### [Your tasks]
A – In the reflection below, reproduce the stretch from "Speaker and Mentor" through "forget that place.", replacing "picture" with "photograph".
B – According to the reflection below, why did hope begin rising within the writer? Answer in one to three sentences.
C – In the paragraph of the reflection below that begins "When I look at this picture," list every past experience the writer says they remember, feel, recognize, or recall.

### [Text for analysis]
-*-
Speaker and Mentor
“A picture is worth a thousand words.”—Napoleon Bonaparte
When I look at this picture, I see hope. Of course, I remember the heaviness and oppression. I can feel the struggle that once controlled me. I recognize the scars from my attempts to escape the pain. I can recall the swirling confusion that invaded my mind and carried me through the numbness, robbing me of any joy or pursuit of life. I never want to forget that place.
But this picture was taken in 1996 when my transformation began. It was for my admission file at Mercy Multiplied. I remember the desperation I had for something more. I can feel the hope that began rising within me because someone believed beyond what seemed impossible. I recall holding on to their faith as I searched for my own foundation. I recognize the invitation to encounter God in a personal way and discover everything I had been searching for.
-*-
### [Information given]
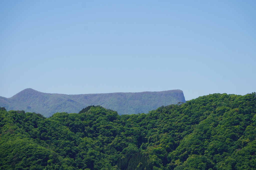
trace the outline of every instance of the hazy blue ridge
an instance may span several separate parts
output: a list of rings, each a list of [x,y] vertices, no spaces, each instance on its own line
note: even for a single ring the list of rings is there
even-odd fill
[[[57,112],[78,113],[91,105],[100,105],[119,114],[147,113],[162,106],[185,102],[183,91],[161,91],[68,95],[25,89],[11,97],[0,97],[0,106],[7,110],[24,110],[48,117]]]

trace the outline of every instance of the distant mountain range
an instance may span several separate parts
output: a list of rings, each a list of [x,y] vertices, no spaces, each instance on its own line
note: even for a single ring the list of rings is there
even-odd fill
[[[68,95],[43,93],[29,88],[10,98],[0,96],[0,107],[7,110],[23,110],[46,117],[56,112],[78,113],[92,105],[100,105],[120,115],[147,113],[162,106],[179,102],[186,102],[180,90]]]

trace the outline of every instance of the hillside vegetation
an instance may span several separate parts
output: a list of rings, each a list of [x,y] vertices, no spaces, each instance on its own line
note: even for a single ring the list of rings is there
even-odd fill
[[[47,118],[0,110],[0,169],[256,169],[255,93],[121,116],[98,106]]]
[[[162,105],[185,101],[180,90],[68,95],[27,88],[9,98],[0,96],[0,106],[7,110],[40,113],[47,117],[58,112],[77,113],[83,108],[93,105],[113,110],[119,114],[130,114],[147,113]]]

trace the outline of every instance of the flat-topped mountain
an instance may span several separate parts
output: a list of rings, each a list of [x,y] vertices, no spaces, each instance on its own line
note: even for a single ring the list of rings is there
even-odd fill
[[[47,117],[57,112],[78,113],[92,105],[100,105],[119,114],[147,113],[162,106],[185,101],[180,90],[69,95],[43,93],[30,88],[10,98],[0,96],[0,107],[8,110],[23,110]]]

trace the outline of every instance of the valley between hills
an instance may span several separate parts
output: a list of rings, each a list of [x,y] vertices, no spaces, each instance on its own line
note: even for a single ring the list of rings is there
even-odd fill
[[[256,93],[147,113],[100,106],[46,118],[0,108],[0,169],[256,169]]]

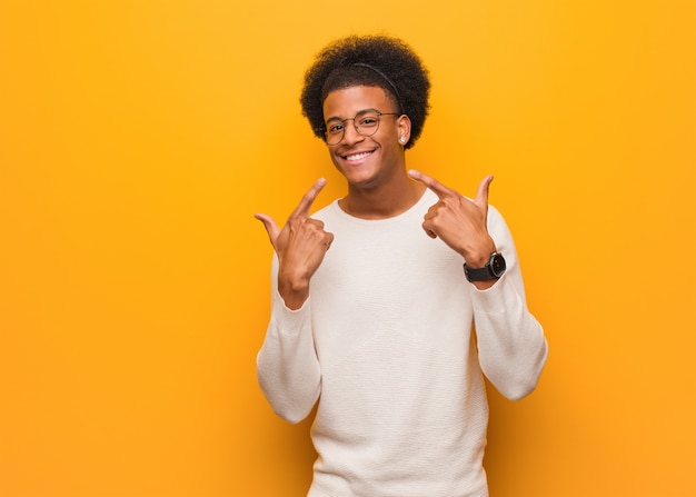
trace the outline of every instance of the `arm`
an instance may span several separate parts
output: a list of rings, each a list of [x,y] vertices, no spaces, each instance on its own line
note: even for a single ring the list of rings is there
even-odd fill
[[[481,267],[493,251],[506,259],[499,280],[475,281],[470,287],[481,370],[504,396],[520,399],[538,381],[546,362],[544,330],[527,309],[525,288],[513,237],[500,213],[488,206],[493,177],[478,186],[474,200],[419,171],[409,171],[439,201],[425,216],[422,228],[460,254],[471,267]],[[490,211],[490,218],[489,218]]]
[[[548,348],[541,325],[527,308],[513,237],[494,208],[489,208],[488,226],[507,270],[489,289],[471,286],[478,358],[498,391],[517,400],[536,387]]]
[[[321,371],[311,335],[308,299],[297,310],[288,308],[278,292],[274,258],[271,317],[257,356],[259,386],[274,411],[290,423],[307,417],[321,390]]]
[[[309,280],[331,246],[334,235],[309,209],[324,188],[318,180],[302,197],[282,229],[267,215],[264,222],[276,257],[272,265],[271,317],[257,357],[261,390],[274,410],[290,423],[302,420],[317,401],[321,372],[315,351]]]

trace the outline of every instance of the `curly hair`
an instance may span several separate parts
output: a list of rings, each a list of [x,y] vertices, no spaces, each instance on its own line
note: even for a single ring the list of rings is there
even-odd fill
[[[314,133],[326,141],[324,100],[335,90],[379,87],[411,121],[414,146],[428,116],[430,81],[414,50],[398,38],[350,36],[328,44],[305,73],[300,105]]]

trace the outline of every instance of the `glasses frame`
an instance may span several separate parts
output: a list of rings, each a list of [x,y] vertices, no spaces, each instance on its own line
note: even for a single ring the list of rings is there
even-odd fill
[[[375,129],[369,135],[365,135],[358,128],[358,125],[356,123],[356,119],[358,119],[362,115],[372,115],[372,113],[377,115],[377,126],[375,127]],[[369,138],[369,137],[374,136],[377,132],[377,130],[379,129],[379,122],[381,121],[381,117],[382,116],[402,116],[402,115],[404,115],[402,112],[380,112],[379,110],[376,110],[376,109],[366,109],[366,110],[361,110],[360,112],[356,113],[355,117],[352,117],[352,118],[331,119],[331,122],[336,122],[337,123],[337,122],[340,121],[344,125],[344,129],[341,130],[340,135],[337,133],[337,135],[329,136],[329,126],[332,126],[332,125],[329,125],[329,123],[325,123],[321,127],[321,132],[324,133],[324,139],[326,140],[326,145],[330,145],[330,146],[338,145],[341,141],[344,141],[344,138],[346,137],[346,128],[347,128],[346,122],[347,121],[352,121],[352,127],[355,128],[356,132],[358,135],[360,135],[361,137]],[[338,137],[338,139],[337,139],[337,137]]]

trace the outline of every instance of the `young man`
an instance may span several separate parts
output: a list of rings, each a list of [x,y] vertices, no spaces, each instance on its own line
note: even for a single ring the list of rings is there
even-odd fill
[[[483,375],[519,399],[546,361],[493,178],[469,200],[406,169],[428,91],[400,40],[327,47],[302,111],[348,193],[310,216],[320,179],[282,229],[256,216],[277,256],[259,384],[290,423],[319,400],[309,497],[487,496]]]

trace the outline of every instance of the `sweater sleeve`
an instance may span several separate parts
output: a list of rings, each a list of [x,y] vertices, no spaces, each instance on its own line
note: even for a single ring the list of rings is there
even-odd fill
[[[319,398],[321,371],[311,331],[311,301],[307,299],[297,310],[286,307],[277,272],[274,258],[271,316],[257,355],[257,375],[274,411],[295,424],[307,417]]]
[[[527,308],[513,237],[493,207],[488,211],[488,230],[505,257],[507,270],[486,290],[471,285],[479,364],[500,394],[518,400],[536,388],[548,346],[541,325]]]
-*-
### [Expected outputs]
A –
Speaker and Mentor
“A photograph is worth a thousand words.”—Napoleon Bonaparte
When I look at this photograph, I see hope. Of course, I remember the heaviness and oppression. I can feel the struggle that once controlled me. I recognize the scars from my attempts to escape the pain. I can recall the swirling confusion that invaded my mind and carried me through the numbness, robbing me of any joy or pursuit of life. I never want to forget that place.

B – Hope began rising within the writer because someone believed beyond what seemed impossible.

C –
- the heaviness and oppression
- the struggle that once controlled the writer
- the scars from attempts to escape the pain
- the swirling confusion that invaded the writer's mind